*Task directions:* Please transcribe the data that follows, keeping every line exact.

*Recorded information:*
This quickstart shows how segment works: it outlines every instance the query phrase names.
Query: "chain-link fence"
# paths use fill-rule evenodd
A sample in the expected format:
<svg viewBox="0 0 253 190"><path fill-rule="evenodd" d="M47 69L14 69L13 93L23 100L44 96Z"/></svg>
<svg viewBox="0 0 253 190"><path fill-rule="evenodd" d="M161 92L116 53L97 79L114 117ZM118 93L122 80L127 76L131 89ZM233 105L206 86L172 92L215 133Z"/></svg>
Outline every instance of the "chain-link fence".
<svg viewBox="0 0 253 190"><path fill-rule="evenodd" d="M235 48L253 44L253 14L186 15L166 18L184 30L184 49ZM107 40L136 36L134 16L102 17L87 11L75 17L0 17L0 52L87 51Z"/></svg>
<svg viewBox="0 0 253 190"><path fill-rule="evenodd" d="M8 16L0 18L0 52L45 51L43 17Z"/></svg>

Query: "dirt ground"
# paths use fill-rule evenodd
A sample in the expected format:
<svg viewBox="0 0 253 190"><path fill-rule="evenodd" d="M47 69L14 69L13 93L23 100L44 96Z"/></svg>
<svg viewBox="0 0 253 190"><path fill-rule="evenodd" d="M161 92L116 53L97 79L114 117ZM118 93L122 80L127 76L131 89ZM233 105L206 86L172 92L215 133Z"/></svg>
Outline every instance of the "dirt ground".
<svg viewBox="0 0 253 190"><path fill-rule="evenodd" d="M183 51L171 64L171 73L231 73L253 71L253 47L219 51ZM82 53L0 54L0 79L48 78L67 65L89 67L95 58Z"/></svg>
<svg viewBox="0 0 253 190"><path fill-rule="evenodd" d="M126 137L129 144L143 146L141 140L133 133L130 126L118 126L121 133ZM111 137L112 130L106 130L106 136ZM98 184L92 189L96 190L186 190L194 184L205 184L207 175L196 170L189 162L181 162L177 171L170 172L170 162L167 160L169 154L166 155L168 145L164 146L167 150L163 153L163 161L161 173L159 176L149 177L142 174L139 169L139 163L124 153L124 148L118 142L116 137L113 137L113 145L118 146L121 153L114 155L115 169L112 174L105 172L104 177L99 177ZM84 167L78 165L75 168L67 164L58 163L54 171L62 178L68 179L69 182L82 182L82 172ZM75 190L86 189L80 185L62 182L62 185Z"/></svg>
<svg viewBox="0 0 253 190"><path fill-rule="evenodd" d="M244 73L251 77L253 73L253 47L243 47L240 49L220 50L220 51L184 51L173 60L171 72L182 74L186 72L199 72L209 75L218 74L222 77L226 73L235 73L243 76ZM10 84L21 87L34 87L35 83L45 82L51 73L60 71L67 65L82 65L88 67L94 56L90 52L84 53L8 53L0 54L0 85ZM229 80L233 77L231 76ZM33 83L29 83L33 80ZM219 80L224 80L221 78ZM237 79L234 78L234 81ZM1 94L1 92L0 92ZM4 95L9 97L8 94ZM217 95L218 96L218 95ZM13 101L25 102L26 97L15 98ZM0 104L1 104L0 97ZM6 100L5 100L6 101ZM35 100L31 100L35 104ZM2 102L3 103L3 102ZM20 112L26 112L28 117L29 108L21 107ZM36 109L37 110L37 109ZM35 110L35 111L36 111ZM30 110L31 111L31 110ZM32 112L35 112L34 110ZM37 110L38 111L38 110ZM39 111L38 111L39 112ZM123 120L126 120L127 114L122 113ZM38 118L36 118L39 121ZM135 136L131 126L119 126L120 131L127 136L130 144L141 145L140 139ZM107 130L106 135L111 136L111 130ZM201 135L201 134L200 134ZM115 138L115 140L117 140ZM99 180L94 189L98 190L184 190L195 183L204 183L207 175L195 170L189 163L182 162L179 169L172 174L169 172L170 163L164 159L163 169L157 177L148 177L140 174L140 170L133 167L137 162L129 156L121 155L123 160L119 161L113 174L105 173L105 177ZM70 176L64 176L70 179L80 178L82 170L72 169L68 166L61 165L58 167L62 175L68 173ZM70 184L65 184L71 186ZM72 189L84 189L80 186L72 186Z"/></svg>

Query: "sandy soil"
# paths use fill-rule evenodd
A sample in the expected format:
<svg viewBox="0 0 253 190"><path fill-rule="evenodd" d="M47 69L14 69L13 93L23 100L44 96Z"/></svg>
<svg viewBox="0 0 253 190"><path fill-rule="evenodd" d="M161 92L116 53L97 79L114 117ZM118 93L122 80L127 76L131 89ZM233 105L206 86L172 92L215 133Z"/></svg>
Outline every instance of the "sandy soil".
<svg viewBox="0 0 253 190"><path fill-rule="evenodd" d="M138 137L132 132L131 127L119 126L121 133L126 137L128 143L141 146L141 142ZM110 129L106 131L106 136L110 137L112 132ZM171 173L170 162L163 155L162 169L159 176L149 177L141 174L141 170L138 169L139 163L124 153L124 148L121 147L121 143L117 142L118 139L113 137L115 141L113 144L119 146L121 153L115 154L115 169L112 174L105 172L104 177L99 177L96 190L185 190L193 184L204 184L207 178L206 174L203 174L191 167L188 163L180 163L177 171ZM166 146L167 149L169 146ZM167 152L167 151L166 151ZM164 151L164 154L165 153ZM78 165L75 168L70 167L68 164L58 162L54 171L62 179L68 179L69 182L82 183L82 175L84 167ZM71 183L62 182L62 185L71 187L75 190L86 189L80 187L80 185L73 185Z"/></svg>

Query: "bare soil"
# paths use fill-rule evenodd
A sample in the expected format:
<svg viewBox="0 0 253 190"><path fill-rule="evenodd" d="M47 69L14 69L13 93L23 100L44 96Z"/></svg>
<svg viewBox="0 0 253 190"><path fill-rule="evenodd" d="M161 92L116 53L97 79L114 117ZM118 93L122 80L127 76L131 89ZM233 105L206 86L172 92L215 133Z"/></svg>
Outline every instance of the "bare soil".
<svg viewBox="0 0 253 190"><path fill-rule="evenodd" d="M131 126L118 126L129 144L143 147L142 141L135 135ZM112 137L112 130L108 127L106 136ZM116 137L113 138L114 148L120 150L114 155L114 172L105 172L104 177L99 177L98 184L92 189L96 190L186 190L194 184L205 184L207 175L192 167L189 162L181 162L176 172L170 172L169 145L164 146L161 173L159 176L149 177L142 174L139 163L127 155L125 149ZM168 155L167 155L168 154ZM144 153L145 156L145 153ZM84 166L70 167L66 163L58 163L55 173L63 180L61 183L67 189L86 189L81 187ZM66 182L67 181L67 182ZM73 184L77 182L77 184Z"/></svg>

*Solved problem:*
This quickstart shows how segment works: it outlines every instance the query phrase names.
Query: "chain-link fence"
# paths use fill-rule evenodd
A sample in the expected format:
<svg viewBox="0 0 253 190"><path fill-rule="evenodd" d="M47 69L14 69L13 93L23 100L44 96Z"/></svg>
<svg viewBox="0 0 253 190"><path fill-rule="evenodd" d="M161 92L116 53L97 79L114 117ZM118 93L122 80L127 76L131 89ZM233 105L206 86L172 92L215 133Z"/></svg>
Outline every instance of the "chain-link fence".
<svg viewBox="0 0 253 190"><path fill-rule="evenodd" d="M235 48L253 44L253 14L186 15L166 18L184 30L184 49ZM107 40L136 36L134 16L102 17L87 11L75 17L0 17L0 52L87 51Z"/></svg>
<svg viewBox="0 0 253 190"><path fill-rule="evenodd" d="M8 16L0 18L0 52L45 51L43 17Z"/></svg>

Query: "dirt ground"
# paths use fill-rule evenodd
A sample in the expected format:
<svg viewBox="0 0 253 190"><path fill-rule="evenodd" d="M47 69L14 69L13 93L23 100L44 96Z"/></svg>
<svg viewBox="0 0 253 190"><path fill-rule="evenodd" d="M161 92L116 53L97 79L114 117ZM118 93L122 80L127 76L131 89ZM233 105L206 86L172 92L215 133Z"/></svg>
Outline every instance of the "dirt ground".
<svg viewBox="0 0 253 190"><path fill-rule="evenodd" d="M183 51L171 64L171 73L231 73L253 71L253 47L219 51ZM82 53L0 54L0 79L48 78L67 65L89 67L95 58Z"/></svg>
<svg viewBox="0 0 253 190"><path fill-rule="evenodd" d="M126 137L129 144L143 146L141 140L133 133L130 126L118 126L121 133ZM111 137L112 130L106 130L106 136ZM98 184L92 189L96 190L186 190L194 184L205 184L207 175L196 170L189 162L181 162L177 171L170 172L170 162L167 160L169 154L166 155L168 145L164 146L167 150L163 153L163 161L161 173L159 176L149 177L142 174L139 169L139 163L124 153L124 148L118 142L116 137L113 137L113 145L118 146L121 153L114 155L115 169L112 174L105 172L104 177L99 177ZM84 167L78 165L75 168L67 164L58 163L54 171L62 178L68 179L69 182L82 182L82 172ZM75 190L86 189L80 185L62 182L62 185Z"/></svg>
<svg viewBox="0 0 253 190"><path fill-rule="evenodd" d="M244 73L251 77L253 73L253 47L243 47L240 49L220 50L220 51L184 51L173 60L171 72L182 74L186 72L199 72L209 75L218 74L222 77L226 73L235 73L243 76ZM10 84L21 87L34 87L35 83L45 82L51 73L60 71L67 65L82 65L88 67L94 56L90 52L84 53L8 53L0 54L0 85ZM229 80L233 77L231 76ZM33 83L29 83L33 80ZM219 80L224 80L221 78ZM237 79L234 78L234 81ZM1 94L1 92L0 92ZM4 95L9 97L8 94ZM217 95L218 96L218 95ZM13 101L25 102L26 97L15 98ZM0 104L1 104L0 97ZM6 100L5 100L6 101ZM35 100L31 100L35 104ZM2 102L3 103L3 102ZM20 112L26 112L28 117L29 108L21 107ZM36 109L37 110L37 109ZM35 110L35 111L36 111ZM30 110L31 111L31 110ZM32 112L35 112L34 110ZM37 110L38 111L38 110ZM39 111L38 111L39 112ZM123 120L126 120L127 114L122 113ZM38 118L36 118L39 121ZM135 136L131 126L119 126L120 131L127 136L130 144L141 145L140 139ZM107 130L106 135L111 136L111 130ZM201 135L201 134L200 134ZM115 138L115 140L117 140ZM99 180L94 189L98 190L184 190L195 183L204 183L207 175L195 170L189 163L182 162L179 169L172 174L169 172L170 163L164 159L163 169L157 177L148 177L140 174L140 170L133 167L137 162L129 156L121 155L123 160L119 161L113 174L105 173L105 177ZM70 176L64 176L70 179L80 178L82 170L72 169L68 166L61 165L58 167L62 175L68 173ZM70 184L65 184L71 186ZM72 189L84 189L80 186L72 186Z"/></svg>

Query: "sandy soil"
# paths use fill-rule evenodd
A sample in the expected format:
<svg viewBox="0 0 253 190"><path fill-rule="evenodd" d="M47 69L14 69L13 93L23 100L44 96Z"/></svg>
<svg viewBox="0 0 253 190"><path fill-rule="evenodd" d="M161 92L116 53L97 79L114 117ZM118 93L122 80L127 76L131 89ZM233 105L206 86L172 92L215 133Z"/></svg>
Outline every instance of the "sandy soil".
<svg viewBox="0 0 253 190"><path fill-rule="evenodd" d="M138 137L132 132L131 127L119 126L121 133L126 137L128 143L141 146L141 142ZM110 129L106 131L106 136L110 137L112 132ZM171 173L170 162L163 155L162 169L159 176L149 177L141 174L141 170L138 169L139 163L124 153L124 148L121 147L121 143L117 142L118 139L113 137L115 141L113 144L119 146L121 153L115 154L115 169L112 174L105 172L104 177L99 177L96 190L185 190L193 184L204 184L207 178L206 174L203 174L191 167L188 163L180 163L177 171ZM166 146L167 149L169 146ZM167 152L167 151L166 151ZM164 151L164 154L165 153ZM78 165L75 168L70 167L68 164L58 162L54 171L62 179L68 179L69 182L82 183L82 175L84 167ZM71 183L62 182L62 185L71 187L75 190L86 189L80 187L80 185L73 185Z"/></svg>

Query: "bare soil"
# paths use fill-rule evenodd
A sample in the expected format:
<svg viewBox="0 0 253 190"><path fill-rule="evenodd" d="M47 69L14 69L13 93L23 100L44 96Z"/></svg>
<svg viewBox="0 0 253 190"><path fill-rule="evenodd" d="M161 92L116 53L97 79L114 117ZM118 93L122 80L127 76L131 89ZM233 105L206 86L172 92L215 133Z"/></svg>
Outline every instance of the "bare soil".
<svg viewBox="0 0 253 190"><path fill-rule="evenodd" d="M131 126L118 126L129 144L143 147L142 141L135 135ZM112 137L112 130L108 127L106 136ZM116 137L113 138L114 148L120 150L114 155L114 172L105 172L104 177L99 177L98 184L92 189L96 190L186 190L194 184L205 184L207 175L192 167L189 162L181 162L176 172L170 172L169 145L164 146L161 173L159 176L149 177L142 174L139 163L127 155L125 149ZM168 155L167 155L168 154ZM144 153L145 156L145 153ZM84 166L70 167L66 163L58 163L55 173L63 180L61 183L67 189L86 189L81 187ZM66 182L67 181L67 182ZM73 184L77 182L77 184Z"/></svg>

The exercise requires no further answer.